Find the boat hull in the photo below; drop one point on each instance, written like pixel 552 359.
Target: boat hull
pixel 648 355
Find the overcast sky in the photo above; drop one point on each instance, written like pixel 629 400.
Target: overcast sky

- The request
Rewrite the records, replacing every "instance" with "occurrence" and keeping everything else as it is.

- Result
Find the boat hull in the photo below; drop one point on each occurrence, written like pixel 552 359.
Target: boat hull
pixel 648 355
Find the overcast sky in the photo above; drop one point on each occurrence, written like pixel 629 400.
Target: overcast sky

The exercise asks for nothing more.